Please repeat the listing below line for line, with no changes.

:: Exercise data ::

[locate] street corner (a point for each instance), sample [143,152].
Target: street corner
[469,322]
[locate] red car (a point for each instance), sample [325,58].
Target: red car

:::

■ Answer to the exercise:
[locate] street corner (a point for each instance), sample [143,152].
Target: street corner
[469,322]
[locate] red car (a point for each instance), sample [325,58].
Target: red car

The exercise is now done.